** Metin bloğu **
....................

O zaman hangi sosyal kesimden, hangi dünya görüşünden, hangi siyasi düşünceden gelirse gelsin her anneye evladının iyiliğinin, evladının hayrının, evladının geleceğinin ayrımcılığı önlemek olduğunu anlatmak zorundayız. Ders vererek değil göstererek. Emin olunuz bu ülkenin anneleri kendi çektiklerini evlatları çeksin istemiyor. Anneleri kazanan Türkiye’nin geleceğini kurtarır. Nasıl yaparız bunu? Bunu kutuplaştırmadan yaparız. Particilik üstünden giden kaybeder ve kaybettirir. Particiliğin üstünde ve dışında yaparsak herkesi kazanırız. Herkesi kazandık mı siyasi partileri belli bir noktaya getiririz. Mesele okul öncesi çağından başlayarak eğitim vermekten geçiyor. Kız çocuğunu erkeğin hizmetinden, erkeği ise dilediğini yapan statülerden çıkartıp yaşamın ortak olduğunu, mutluluğun ortak, sorunların da ancak birlikte dayanışarak çözülebileceğini ailenin de esasen bu olduğunu okul öncesinden oyunlarla anlatmamız lazım.

....................

** Kayıt alıntıları **
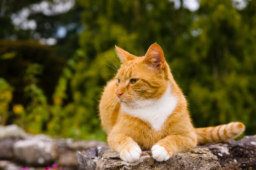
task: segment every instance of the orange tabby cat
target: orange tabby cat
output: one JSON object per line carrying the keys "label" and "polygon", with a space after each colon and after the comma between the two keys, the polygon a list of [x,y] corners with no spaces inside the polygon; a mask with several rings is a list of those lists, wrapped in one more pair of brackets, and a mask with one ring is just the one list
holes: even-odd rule
{"label": "orange tabby cat", "polygon": [[186,99],[156,43],[140,57],[116,49],[122,65],[105,87],[100,111],[109,144],[123,160],[136,162],[141,150],[151,149],[155,159],[165,161],[197,144],[225,141],[244,130],[240,122],[194,128]]}

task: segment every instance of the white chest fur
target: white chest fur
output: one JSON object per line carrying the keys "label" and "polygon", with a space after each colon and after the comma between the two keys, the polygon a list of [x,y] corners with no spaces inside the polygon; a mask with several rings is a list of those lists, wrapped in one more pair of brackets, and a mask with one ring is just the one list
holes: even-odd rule
{"label": "white chest fur", "polygon": [[138,102],[140,103],[139,106],[136,108],[122,106],[122,110],[148,122],[153,128],[157,131],[159,130],[174,110],[177,104],[177,99],[171,94],[171,87],[168,86],[161,98],[158,100],[150,99]]}

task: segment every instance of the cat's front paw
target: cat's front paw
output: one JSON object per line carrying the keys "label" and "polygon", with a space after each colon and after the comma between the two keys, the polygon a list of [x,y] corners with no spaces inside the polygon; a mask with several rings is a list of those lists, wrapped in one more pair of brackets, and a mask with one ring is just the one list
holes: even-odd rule
{"label": "cat's front paw", "polygon": [[124,161],[135,162],[138,161],[141,154],[141,150],[138,145],[134,145],[129,150],[121,151],[120,157]]}
{"label": "cat's front paw", "polygon": [[152,157],[158,162],[166,161],[170,158],[170,155],[165,149],[158,144],[155,144],[151,148]]}

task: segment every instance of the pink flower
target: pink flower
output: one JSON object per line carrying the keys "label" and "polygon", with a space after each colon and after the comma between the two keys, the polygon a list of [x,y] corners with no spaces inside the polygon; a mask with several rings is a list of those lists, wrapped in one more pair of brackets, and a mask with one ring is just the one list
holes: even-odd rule
{"label": "pink flower", "polygon": [[45,170],[48,170],[49,169],[50,169],[50,168],[51,168],[50,167],[47,166],[47,167],[46,167],[46,168],[45,168]]}
{"label": "pink flower", "polygon": [[27,167],[26,167],[26,168],[22,168],[20,169],[20,170],[29,170],[29,168],[27,168]]}
{"label": "pink flower", "polygon": [[58,168],[58,165],[57,165],[56,163],[54,163],[52,165],[52,168]]}

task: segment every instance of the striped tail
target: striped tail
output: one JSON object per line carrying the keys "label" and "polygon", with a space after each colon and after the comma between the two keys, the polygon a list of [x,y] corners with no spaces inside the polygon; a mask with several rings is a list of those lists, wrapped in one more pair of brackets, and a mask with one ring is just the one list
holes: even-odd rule
{"label": "striped tail", "polygon": [[241,122],[231,122],[214,127],[195,128],[198,144],[225,142],[238,136],[245,130]]}

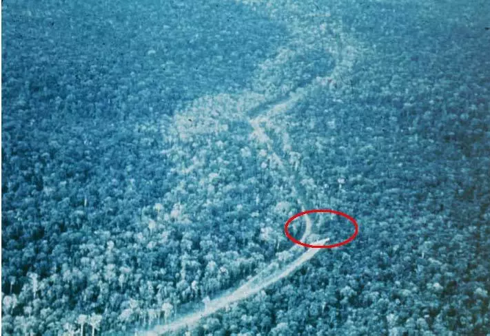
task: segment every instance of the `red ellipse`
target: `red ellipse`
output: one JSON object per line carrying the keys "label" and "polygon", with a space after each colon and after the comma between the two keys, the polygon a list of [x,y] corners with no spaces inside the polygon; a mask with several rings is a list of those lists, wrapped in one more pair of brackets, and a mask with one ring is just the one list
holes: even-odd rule
{"label": "red ellipse", "polygon": [[[291,235],[289,231],[287,230],[287,227],[289,226],[289,224],[291,224],[293,220],[303,215],[307,215],[308,213],[315,213],[317,212],[334,213],[336,215],[341,216],[342,217],[348,219],[354,226],[355,231],[354,234],[351,235],[349,239],[344,240],[343,242],[338,242],[336,244],[332,244],[331,245],[310,245],[309,244],[306,244],[303,242],[300,242],[296,238]],[[287,222],[286,222],[286,224],[284,226],[284,232],[286,233],[286,236],[289,239],[289,240],[293,242],[294,244],[297,244],[298,245],[301,245],[302,246],[309,247],[312,249],[333,249],[334,247],[338,247],[341,246],[342,245],[345,245],[346,244],[348,244],[352,240],[354,240],[356,238],[356,236],[357,235],[358,233],[359,232],[359,227],[357,224],[357,222],[356,222],[356,220],[347,215],[347,213],[344,213],[343,212],[340,211],[337,211],[336,210],[330,210],[329,209],[314,209],[313,210],[307,210],[305,211],[296,213],[291,218],[287,220]]]}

....................

** Görevler **
A) Annelere ve eğitime dair metne göre aşağıdaki ifadelerin her biri doğru mu? Her birine evet ya da hayır diye yanıt ver ve kararı belirleyen sözleri metinden aynen alıntıla: (i) Ayrımcılığı önleme işi ders vererek anlatılmalıdır. (ii) Eğitim okul öncesi çağından başlamalıdır. (iii) Particilik üzerinden giden kazanır.
B) Listede "task: segment every instance of the striped" ifadesini içeren satırdan listenin sonuna kadar olan satırları, iki uç da dahil olmak üzere, aynen kopyala. Resimleri yanıta katma.
Listenin metinle hiçbir ilgisi yoktur.

** Yanıt listesi **
A)
(i) Hayır: "Ders vererek değil göstererek."
(ii) Evet: "Mesele okul öncesi çağından başlayarak eğitim vermekten geçiyor."
(iii) Hayır: "Particilik üstünden giden kaybeder ve kaybettirir."

B)
task: segment every instance of the striped tail
target: striped tail
output: one JSON object per line carrying the keys "label" and "polygon", with a space after each colon and after the comma between the two keys, the polygon a list of [x,y] corners with no spaces inside the polygon; a mask with several rings is a list of those lists, wrapped in one more pair of brackets, and a mask with one ring is just the one list
holes: even-odd rule
{"label": "striped tail", "polygon": [[241,122],[231,122],[214,127],[195,128],[198,144],[225,142],[238,136],[245,130]]}

task: segment every instance of the `red ellipse`
target: `red ellipse`
output: one JSON object per line carrying the keys "label" and "polygon", with a space after each colon and after the comma between the two keys, the polygon a list of [x,y] corners with no spaces inside the polygon; a mask with several rings is a list of those lists, wrapped in one more pair of brackets, and a mask with one ring is just the one list
holes: even-odd rule
{"label": "red ellipse", "polygon": [[[291,235],[289,231],[287,230],[287,227],[289,226],[289,224],[291,224],[293,220],[303,215],[307,215],[308,213],[315,213],[317,212],[334,213],[336,215],[341,216],[342,217],[348,219],[354,226],[355,231],[354,234],[351,235],[349,239],[344,240],[343,242],[338,242],[336,244],[332,244],[331,245],[310,245],[309,244],[306,244],[303,242],[300,242],[296,238]],[[287,222],[286,222],[286,224],[284,226],[284,232],[286,233],[286,236],[289,239],[289,240],[293,242],[294,244],[297,244],[298,245],[301,245],[302,246],[309,247],[312,249],[333,249],[334,247],[338,247],[341,246],[342,245],[345,245],[346,244],[348,244],[352,240],[354,240],[356,238],[356,236],[357,235],[358,233],[359,232],[359,227],[357,224],[357,222],[356,222],[356,220],[347,215],[347,213],[344,213],[343,212],[340,211],[337,211],[336,210],[330,210],[329,209],[314,209],[313,210],[307,210],[305,211],[296,213],[291,218],[287,220]]]}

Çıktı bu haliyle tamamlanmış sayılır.